_Metin Bölümü_
☆ ☆ ☆ ☆ ☆

Hey gidi günler -2- [11 Ekim 2000 Çarşamba]

(Biraz zorlanarak şarabın mantarını içeri ittikten sonra şişeyi az evvel içinden çıktığı (gazete kağıdından yapılma) kese kağıdının üzerine koyuyorum… Ama aynı anda bunun; trendeki kusmuklarımın üzerine serdiğimle aynı gazete olduğunu görüyorum…
…..
O zaman iki adam geliyor yine gözlerimin önüne. Biri;
“Ayıp ayıp… Bari şu gazeteden utan!..” Derken, diğeri diyor ki:
“Kandilin mübarek olsun oğlum… Elindekine sımsıkı sarıl, olur mu?..” )

(Dünden devam)
Kafam hafiften çakır, en uygunsuz yere gidiyorum… Gözlerim birini arıyor, yok… Dikkat ettiğim zaman bir köşeye saklanmış olduğunu görüyorum. Yaklaştığımda, gizli gizli okuduğu şeyi aceleyle saklıyor.

☆ ☆ ☆ ☆ ☆

_Görev Tanımı 1_
Metinde "(Dünden devam)" ibaresinden sonra gelen paragraftaki cümleleri tek tek listeleyin.
_Görev Tanımı 2_
Lütfen metnin bir kısmını aynen aktarın: "Kafam hafiften çakır, en" sözcüklerinin geçtiği yerden başlayın, "şeyi aceleyle saklıyor." sözcüklerinden sonra durun.

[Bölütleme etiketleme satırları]
☆ ☆ ☆ ☆ ☆

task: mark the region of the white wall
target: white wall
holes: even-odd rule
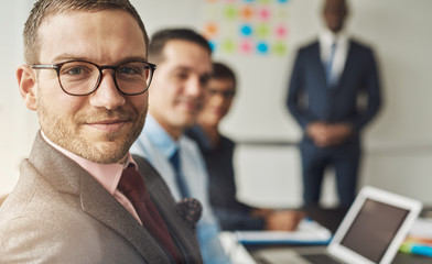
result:
[[[21,32],[32,0],[0,2],[0,194],[9,193],[18,179],[37,130],[35,114],[22,103],[14,77],[22,63]],[[204,0],[132,0],[150,34],[165,26],[201,30]],[[296,47],[321,29],[318,0],[290,1],[290,52],[284,57],[215,53],[228,62],[239,77],[239,95],[224,123],[237,140],[295,141],[300,130],[284,107],[287,84]],[[432,204],[432,1],[352,0],[348,29],[370,43],[379,57],[385,107],[366,131],[366,155],[361,184]],[[263,70],[267,69],[267,70]],[[241,145],[236,154],[240,198],[270,206],[299,205],[301,178],[294,147]],[[335,201],[331,182],[325,201]]]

☆ ☆ ☆ ☆ ☆

_Alıştırma Çözümü 1_
- Kafam hafiften çakır, en uygunsuz yere gidiyorum…
- Gözlerim birini arıyor, yok…
- Dikkat ettiğim zaman bir köşeye saklanmış olduğunu görüyorum.
- Yaklaştığımda, gizli gizli okuduğu şeyi aceleyle saklıyor.

_Alıştırma Çözümü 2_
Kafam hafiften çakır, en uygunsuz yere gidiyorum… Gözlerim birini arıyor, yok… Dikkat ettiğim zaman bir köşeye saklanmış olduğunu görüyorum. Yaklaştığımda, gizli gizli okuduğu şeyi aceleyle saklıyor.